[[ Data for review open ]]

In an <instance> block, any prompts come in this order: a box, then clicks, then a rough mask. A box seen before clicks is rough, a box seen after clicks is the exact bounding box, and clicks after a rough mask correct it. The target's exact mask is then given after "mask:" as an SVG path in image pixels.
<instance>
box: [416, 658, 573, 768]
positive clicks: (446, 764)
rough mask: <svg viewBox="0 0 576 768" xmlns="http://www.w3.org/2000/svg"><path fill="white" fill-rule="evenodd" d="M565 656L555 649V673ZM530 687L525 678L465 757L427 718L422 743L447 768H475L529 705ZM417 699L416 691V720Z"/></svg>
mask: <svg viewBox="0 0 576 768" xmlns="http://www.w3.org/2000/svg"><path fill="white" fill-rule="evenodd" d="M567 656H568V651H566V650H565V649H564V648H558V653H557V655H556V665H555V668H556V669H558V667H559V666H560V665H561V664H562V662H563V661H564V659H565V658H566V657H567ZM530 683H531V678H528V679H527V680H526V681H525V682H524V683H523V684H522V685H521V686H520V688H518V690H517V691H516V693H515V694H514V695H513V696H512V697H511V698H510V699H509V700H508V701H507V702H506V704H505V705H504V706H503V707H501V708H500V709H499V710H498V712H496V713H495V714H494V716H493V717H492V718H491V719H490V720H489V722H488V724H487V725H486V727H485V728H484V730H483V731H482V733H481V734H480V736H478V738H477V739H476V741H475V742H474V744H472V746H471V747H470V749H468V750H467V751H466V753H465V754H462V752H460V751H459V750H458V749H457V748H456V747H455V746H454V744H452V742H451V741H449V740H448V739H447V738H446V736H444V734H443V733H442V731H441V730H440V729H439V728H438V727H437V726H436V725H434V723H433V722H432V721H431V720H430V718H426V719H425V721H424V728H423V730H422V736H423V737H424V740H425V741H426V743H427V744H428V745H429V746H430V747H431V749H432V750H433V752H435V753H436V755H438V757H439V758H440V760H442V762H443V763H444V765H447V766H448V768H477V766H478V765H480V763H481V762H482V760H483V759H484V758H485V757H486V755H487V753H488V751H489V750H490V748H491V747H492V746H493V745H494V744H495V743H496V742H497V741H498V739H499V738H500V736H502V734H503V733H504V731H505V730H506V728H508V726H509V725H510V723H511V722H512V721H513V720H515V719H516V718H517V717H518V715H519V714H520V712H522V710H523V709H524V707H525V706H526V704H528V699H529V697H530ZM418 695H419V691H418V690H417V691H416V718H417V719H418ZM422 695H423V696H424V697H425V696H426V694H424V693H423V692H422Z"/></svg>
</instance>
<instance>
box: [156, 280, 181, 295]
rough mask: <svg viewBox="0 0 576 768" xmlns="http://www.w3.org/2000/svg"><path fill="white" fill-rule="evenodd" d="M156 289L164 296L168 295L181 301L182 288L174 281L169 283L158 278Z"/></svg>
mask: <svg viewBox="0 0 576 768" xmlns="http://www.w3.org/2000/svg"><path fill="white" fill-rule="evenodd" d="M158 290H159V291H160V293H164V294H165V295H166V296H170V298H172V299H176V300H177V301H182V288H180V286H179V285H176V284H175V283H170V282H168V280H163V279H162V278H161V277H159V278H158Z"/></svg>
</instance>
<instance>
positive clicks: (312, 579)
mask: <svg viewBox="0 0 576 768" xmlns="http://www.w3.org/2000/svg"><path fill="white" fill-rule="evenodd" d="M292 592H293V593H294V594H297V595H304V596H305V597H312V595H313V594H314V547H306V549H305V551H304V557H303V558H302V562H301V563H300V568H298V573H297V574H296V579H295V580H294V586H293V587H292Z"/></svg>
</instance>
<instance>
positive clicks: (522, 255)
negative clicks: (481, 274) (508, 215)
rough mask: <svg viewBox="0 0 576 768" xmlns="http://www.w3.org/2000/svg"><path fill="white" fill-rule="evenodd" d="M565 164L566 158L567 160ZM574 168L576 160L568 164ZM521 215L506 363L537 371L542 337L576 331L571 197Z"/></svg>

[[ Data for review closed ]]

• [Problem to work on]
Each line from the top of the records down to the one with "positive clicks: (446, 764)" must be retyped exactly; include both ends and nothing else.

• [Solution to the problem]
In an <instance> block, any prompts come in this order: a box, then clicks, then a rough mask. A box seen before clicks is rough, a box seen after clicks is the exact bounding box, and clicks after a rough mask correct it. The target's exact mask is then given after "mask:" as an SVG path in image pixels.
<instance>
box: [416, 658, 573, 768]
positive clicks: (446, 764)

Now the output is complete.